→ Exercise tasks:
1/ List every section heading in the rights issue article below.
2/ In the rights issue article below, what is the process called when your share in the company shrinks because you don't take up the offer?
3/ Pick up the article on rights issues below after its final line and keep writing it in the same tone.

==== Document section ====

So, you’ve been investing in stocks for a while, and you’ve come across the term “rights issue.” It sounds complicated right? Don’t worry we’re about to break it down in a way that makes sense.
So, what is a rights issue and why should you care as an investor?
Let’s get started.
What Is a Rights Issue?
A rights issue is when a company gives its existing shareholders the option to buy more shares—before anyone else can. And here’s the catch: these shares are usually cheaper than what the market is offering.
Sounds like a good deal right?
But there’s more to it than just getting cheap shares.
How Does a Rights Issue Work?
When a company launches a rights issue, it offers shareholders new shares in a specific ratio based on what they already own.
Here’s an example:
If you own 1,000 shares and the rights issue is “1 for 2,” that means you can buy 500 more shares (one new share for every two you already have).
But what if you don’t take up this offer?
Well your share in the company will shrink—a process called dilution. You’ll still own the same number of shares but they’ll represent a smaller piece of the company.
What Is a Provisional Allotment Letter (PAL)?

==== Dataset content ====

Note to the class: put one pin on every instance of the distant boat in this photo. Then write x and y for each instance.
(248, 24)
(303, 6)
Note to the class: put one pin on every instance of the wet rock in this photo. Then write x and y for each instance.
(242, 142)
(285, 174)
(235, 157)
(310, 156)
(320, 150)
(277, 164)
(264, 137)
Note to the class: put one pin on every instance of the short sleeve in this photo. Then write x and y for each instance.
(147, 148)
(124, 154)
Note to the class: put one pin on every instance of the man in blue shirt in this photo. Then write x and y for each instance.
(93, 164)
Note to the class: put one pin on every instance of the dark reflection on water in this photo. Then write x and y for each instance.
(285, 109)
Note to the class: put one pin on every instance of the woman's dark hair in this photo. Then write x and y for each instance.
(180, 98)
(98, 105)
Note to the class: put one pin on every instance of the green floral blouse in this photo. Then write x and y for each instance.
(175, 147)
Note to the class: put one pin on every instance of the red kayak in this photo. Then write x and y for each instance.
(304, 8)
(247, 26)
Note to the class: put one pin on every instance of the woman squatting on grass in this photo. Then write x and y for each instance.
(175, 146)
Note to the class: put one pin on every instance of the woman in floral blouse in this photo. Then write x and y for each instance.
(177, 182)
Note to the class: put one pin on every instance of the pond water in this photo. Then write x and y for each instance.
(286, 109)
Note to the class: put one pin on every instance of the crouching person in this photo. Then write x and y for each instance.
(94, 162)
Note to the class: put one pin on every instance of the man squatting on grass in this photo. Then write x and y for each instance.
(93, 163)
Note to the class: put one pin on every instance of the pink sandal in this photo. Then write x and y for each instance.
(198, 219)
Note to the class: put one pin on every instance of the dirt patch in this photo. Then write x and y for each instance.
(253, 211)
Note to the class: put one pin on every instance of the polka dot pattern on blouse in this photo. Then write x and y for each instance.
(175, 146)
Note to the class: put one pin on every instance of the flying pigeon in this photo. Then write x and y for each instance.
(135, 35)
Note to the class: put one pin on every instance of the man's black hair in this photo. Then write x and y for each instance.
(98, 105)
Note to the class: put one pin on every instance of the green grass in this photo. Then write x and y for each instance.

====
==== Dataset content ====

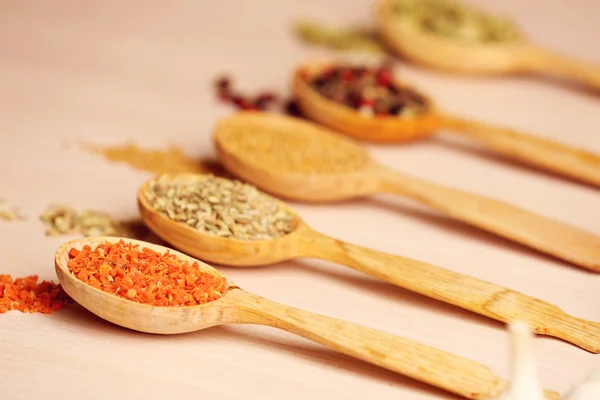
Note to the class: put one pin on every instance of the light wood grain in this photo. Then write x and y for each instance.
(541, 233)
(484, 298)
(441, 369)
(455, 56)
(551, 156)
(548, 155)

====

→ Expected outputs:
1/
What Is a Rights Issue?
How Does a Rights Issue Work?
What Is a Provisional Allotment Letter (PAL)?

2/ Dilution.

3/
When a rights issue is announced the company will send out a Provisional Allotment Letter (PAL) to all eligible shareholders. This letter will tell you:
How many new shares you can buy
The price of each share
The deadline to act
You’ve got options once you get your PAL.
What Can Shareholders Do with Their Rights?
You can choose one—or a mix—of the following:
Buy all or some of the shares offered to you.
Sell your rights (this is called “nil-paid rights”) to someone else on the market.
Transfer your rights to someone else’s name.
Do nothing and let the rights expire.
Here’s the good news: even if you let your rights lapse or sell them you might still get a small premium if market demand is high.
What Are Ex-Rights Shares?
Ex-rights shares are shares that no longer have the right to buy new shares. This happens when:
The rights have been sold
The deadline has passed
The shareholder has exercised their rights
Once shares go ex-rights new buyers won’t be able to join the rights issue—so if you want in, time is of the essence.
Should You Participate in a Rights Issue?
Not all rights issues are created equal. Some are golden opportunities, others, not so much.
Here are a few questions to ask before making your decision:
1. Who Are the Major Shareholders?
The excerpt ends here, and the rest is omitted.